## TO DO
Can you copy out the data exactly? Leave the images out.

***

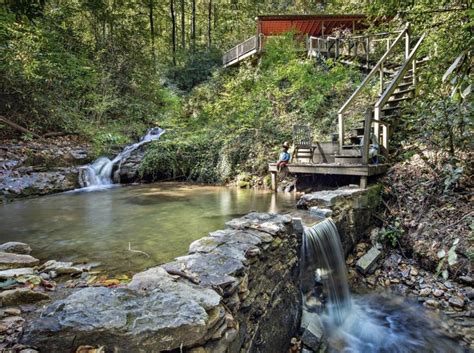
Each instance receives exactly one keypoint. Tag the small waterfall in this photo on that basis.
(99, 173)
(322, 256)
(371, 323)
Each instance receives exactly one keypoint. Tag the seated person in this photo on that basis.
(284, 157)
(374, 149)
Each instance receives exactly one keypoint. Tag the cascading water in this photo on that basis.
(99, 173)
(363, 324)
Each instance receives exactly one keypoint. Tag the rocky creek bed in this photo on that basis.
(30, 168)
(236, 290)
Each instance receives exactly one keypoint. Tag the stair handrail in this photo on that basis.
(385, 96)
(399, 76)
(374, 70)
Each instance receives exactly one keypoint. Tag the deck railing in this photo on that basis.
(361, 47)
(378, 68)
(251, 45)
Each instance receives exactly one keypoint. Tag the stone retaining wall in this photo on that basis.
(236, 290)
(350, 208)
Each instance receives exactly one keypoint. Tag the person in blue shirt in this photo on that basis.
(284, 157)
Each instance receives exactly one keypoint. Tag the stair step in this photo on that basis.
(405, 84)
(348, 159)
(391, 108)
(403, 91)
(398, 99)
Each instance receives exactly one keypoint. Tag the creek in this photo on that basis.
(159, 219)
(360, 323)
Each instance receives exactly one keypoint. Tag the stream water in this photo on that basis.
(99, 175)
(363, 323)
(159, 219)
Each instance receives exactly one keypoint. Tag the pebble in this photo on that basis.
(465, 279)
(425, 292)
(456, 302)
(12, 311)
(432, 303)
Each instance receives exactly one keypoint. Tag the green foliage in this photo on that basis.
(241, 116)
(194, 69)
(392, 233)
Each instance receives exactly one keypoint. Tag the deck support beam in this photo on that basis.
(274, 181)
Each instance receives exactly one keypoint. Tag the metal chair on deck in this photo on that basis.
(303, 142)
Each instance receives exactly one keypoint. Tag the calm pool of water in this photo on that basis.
(159, 219)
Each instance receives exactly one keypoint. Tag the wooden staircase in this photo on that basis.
(397, 81)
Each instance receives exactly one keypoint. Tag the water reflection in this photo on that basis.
(160, 219)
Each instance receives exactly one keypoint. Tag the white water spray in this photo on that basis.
(99, 173)
(364, 324)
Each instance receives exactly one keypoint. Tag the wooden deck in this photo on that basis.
(361, 170)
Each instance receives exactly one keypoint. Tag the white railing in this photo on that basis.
(250, 45)
(378, 68)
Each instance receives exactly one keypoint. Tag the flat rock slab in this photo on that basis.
(368, 262)
(9, 260)
(270, 223)
(15, 247)
(15, 272)
(326, 198)
(157, 278)
(320, 212)
(313, 333)
(121, 320)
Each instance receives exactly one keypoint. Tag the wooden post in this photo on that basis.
(407, 45)
(377, 114)
(367, 128)
(341, 131)
(367, 49)
(381, 78)
(274, 181)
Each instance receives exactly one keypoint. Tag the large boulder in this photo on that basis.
(156, 312)
(15, 247)
(20, 296)
(9, 260)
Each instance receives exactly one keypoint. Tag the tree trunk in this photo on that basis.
(152, 32)
(173, 31)
(209, 24)
(193, 25)
(183, 29)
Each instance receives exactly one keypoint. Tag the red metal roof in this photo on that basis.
(314, 25)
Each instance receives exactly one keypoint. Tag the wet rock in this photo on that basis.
(157, 278)
(9, 261)
(456, 302)
(119, 319)
(425, 292)
(326, 198)
(313, 334)
(21, 296)
(16, 247)
(465, 279)
(61, 267)
(368, 262)
(16, 272)
(320, 212)
(432, 303)
(12, 311)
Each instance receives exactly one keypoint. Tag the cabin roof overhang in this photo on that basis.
(312, 25)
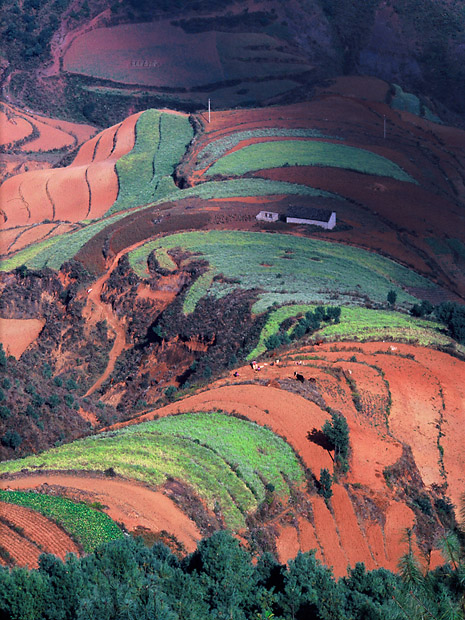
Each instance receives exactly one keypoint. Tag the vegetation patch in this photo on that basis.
(228, 461)
(216, 149)
(277, 154)
(289, 269)
(57, 250)
(271, 327)
(366, 324)
(161, 140)
(89, 527)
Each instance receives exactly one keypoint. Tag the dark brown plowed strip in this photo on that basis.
(89, 190)
(49, 196)
(97, 142)
(115, 140)
(24, 201)
(16, 239)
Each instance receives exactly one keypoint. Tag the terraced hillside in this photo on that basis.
(402, 469)
(136, 282)
(34, 142)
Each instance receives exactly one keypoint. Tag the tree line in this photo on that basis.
(126, 580)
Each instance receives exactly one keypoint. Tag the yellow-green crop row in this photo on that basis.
(89, 527)
(277, 154)
(224, 459)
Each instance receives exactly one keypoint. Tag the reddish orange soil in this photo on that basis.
(14, 129)
(417, 378)
(17, 334)
(85, 189)
(38, 535)
(126, 502)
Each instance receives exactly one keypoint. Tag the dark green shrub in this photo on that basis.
(326, 480)
(12, 439)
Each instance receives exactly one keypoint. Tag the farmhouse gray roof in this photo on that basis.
(309, 213)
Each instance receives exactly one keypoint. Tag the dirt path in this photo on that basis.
(97, 310)
(126, 502)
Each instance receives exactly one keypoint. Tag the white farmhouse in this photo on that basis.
(311, 216)
(267, 216)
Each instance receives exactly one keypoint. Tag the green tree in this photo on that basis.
(391, 297)
(326, 481)
(337, 432)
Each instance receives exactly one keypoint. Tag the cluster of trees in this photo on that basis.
(126, 580)
(448, 312)
(308, 324)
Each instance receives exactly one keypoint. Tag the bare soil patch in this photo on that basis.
(129, 503)
(17, 334)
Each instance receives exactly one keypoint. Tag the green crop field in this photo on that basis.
(88, 527)
(161, 140)
(216, 149)
(198, 290)
(365, 324)
(236, 188)
(57, 250)
(403, 100)
(280, 153)
(290, 269)
(225, 459)
(274, 320)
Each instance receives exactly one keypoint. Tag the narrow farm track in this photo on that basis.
(126, 502)
(96, 310)
(348, 533)
(38, 530)
(85, 189)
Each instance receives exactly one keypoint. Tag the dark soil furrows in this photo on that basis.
(16, 239)
(156, 153)
(97, 142)
(89, 190)
(24, 201)
(115, 140)
(49, 196)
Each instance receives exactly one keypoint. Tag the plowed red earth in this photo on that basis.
(33, 142)
(85, 189)
(352, 110)
(25, 534)
(17, 334)
(416, 377)
(126, 502)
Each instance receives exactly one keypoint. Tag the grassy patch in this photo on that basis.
(226, 460)
(161, 140)
(290, 269)
(87, 526)
(305, 153)
(57, 250)
(365, 324)
(198, 290)
(275, 318)
(216, 149)
(411, 103)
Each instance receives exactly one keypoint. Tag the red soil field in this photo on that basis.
(85, 189)
(348, 533)
(173, 58)
(17, 334)
(126, 502)
(13, 129)
(27, 235)
(37, 535)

***

## EXPECTED OUTPUT
Each instance receives exactly one keypoint. Tag the small waterfall in this photo on that basis.
(99, 173)
(322, 256)
(371, 323)
Each instance receives exactly one keypoint. Tag the seated person in this photo on that basis.
(284, 157)
(374, 149)
Each instance receives exactly one keypoint. Tag the cascading water in this photo on that basis.
(99, 173)
(363, 324)
Each instance receives exactly one keypoint. Tag the rocky creek bed in this photo on that basis.
(30, 168)
(236, 290)
Each instance receives exactly one keypoint. Tag the stair handrail in this photo on that basis.
(385, 96)
(399, 76)
(374, 70)
Each instance receives exactly one keypoint. Tag the deck railing in this photo on that basis.
(361, 47)
(378, 68)
(251, 45)
Each instance receives exactly one keypoint. Tag the stone retaining wall in this photo on that basis.
(236, 290)
(350, 208)
Each instance receives exactly one keypoint. Tag the person in blue shirt in this photo on that basis.
(284, 157)
Each instance receives exactly one keypoint. Tag the stair step in this photo on that basis.
(405, 84)
(348, 159)
(391, 108)
(403, 91)
(398, 99)
Each instance receives exactly one keypoint. Tag the creek in this photo on that basis.
(159, 219)
(360, 323)
Each instance receives exactly one keypoint. Tag the stream water in this photo on that basis.
(99, 175)
(363, 323)
(159, 219)
Each instance receives exactly one keypoint. Tag the pebble in this photo on that basis.
(465, 279)
(425, 292)
(456, 302)
(12, 311)
(432, 303)
Each instance receives exactly one keypoint. Tag the green foliage in this photo on that basis.
(241, 116)
(194, 69)
(392, 233)
Each instance receives exactly one keypoint. Tag the deck support beam in this photo on that basis.
(274, 181)
Each instance receives exactly one keypoint. Tag the metal chair on deck in this photo on that basis.
(303, 142)
Each instance receives exactly one keypoint. Tag the calm pool of water in this photo on that basis.
(159, 219)
Each instance receives exactly one keypoint. Tag the wooden staircase in this photo on that basis.
(397, 81)
Each instance receives exactly one keypoint. Tag the water reflection in this photo on that basis.
(160, 219)
Each instance receives exactly one keypoint. Tag the white water spray in this photo on that basis.
(99, 173)
(364, 324)
Each instance receives exactly one keypoint. Tag the wooden deck in this photo on that basis.
(361, 170)
Each instance receives exactly one keypoint. Tag the white railing in this photo on that basis.
(250, 45)
(378, 68)
Each instance receives exactly one keypoint. Tag the flat rock slab in this photo on that basis.
(368, 262)
(9, 260)
(270, 223)
(15, 247)
(15, 272)
(326, 198)
(157, 278)
(320, 212)
(313, 333)
(121, 320)
Each instance receives exactly one keypoint. Tag the wooden post in this photo on that basis.
(407, 45)
(377, 114)
(367, 128)
(341, 131)
(367, 49)
(381, 78)
(274, 181)
Each instance receives exactly one keypoint. Tag the large boulder in this photo on that basis.
(156, 312)
(15, 247)
(20, 296)
(9, 260)
Each instance receives exactly one keypoint. Tag the tree trunk in this photo on that basis.
(152, 32)
(173, 31)
(209, 24)
(193, 25)
(183, 29)
Each instance receives exactly one keypoint. Tag the red metal roof in this photo on that basis.
(314, 25)
Each instance receives exactly one keypoint. Tag the wet rock in this photo on that basis.
(157, 278)
(9, 261)
(456, 302)
(119, 319)
(425, 292)
(326, 198)
(313, 334)
(21, 296)
(16, 247)
(465, 279)
(61, 267)
(368, 262)
(16, 272)
(320, 212)
(432, 303)
(12, 311)
Each instance receives exactly one keypoint. Tag the cabin roof overhang in this photo on that basis.
(312, 25)
Each instance receives exactly one keypoint. Tag the vegetation patch in this photo on that basis.
(228, 461)
(216, 149)
(277, 154)
(289, 269)
(57, 250)
(271, 327)
(366, 324)
(161, 140)
(89, 527)
Each instance receives exactly one keypoint. Tag the dark brown plowed strip in this photo on that basis.
(89, 190)
(49, 196)
(97, 142)
(115, 140)
(24, 201)
(16, 239)
Each instance receives exactly one keypoint. Tag the terraced hillside in this photo on that basis.
(402, 469)
(136, 282)
(34, 142)
Each instance receives exactly one keypoint. Tag the tree line in this photo on that basis.
(126, 580)
Each instance receives exactly one keypoint. Tag the yellow-green crop row in this photo on that basis.
(89, 527)
(277, 154)
(224, 459)
Each instance receives exactly one keypoint. Tag the reddish orange soil in this photo on that basis.
(14, 129)
(417, 378)
(17, 334)
(85, 189)
(38, 535)
(126, 502)
Each instance receives exactly one keypoint. Tag the dark green shrub in this photo on that basis.
(326, 480)
(12, 439)
Each instance receives exactly one keypoint. Tag the farmhouse gray roof in this photo on that basis.
(309, 213)
Each instance receives exactly one keypoint. Tag the dirt path in this photo on that basis.
(97, 310)
(126, 502)
Each instance receives exactly one keypoint. Tag the white farmhouse in this photo on that basis.
(311, 216)
(267, 216)
Each instance receives exactly one keypoint. Tag the green tree in this photo on that basis.
(391, 297)
(326, 481)
(337, 432)
Each instance receives exactly one keypoint. Tag the cluster of trees in this photo on that basis.
(126, 580)
(448, 312)
(308, 324)
Each instance receives exactly one keypoint. Tag the bare soil patch in this photo on that basis.
(129, 503)
(17, 334)
Each instance receives exactly one keypoint. Tag the green crop field in this photo on that basis.
(88, 527)
(161, 140)
(216, 149)
(198, 290)
(365, 324)
(236, 188)
(57, 250)
(403, 100)
(280, 153)
(290, 269)
(225, 459)
(274, 320)
Each instance receives exactly one keypoint. Tag the narrow farm track in this photo on that basis.
(126, 502)
(96, 310)
(348, 533)
(38, 530)
(85, 189)
Each instance receives exactly one keypoint. Tag the dark soil furrows in this photo on that basis.
(16, 239)
(156, 153)
(97, 142)
(89, 190)
(24, 201)
(115, 140)
(49, 196)
Each instance receives exactly one keypoint. Tag the plowed red earth in this photo on that basis.
(33, 142)
(85, 189)
(352, 110)
(25, 534)
(17, 334)
(416, 377)
(126, 502)
Each instance receives exactly one keypoint. Tag the grassy patch in this photo on that basis.
(226, 460)
(161, 140)
(290, 269)
(87, 526)
(305, 153)
(57, 250)
(365, 324)
(198, 290)
(275, 318)
(216, 149)
(411, 103)
Each instance receives exactly one keypoint. Tag the red soil field in this photo on that basis.
(85, 189)
(348, 533)
(173, 58)
(17, 334)
(126, 502)
(13, 129)
(27, 235)
(37, 535)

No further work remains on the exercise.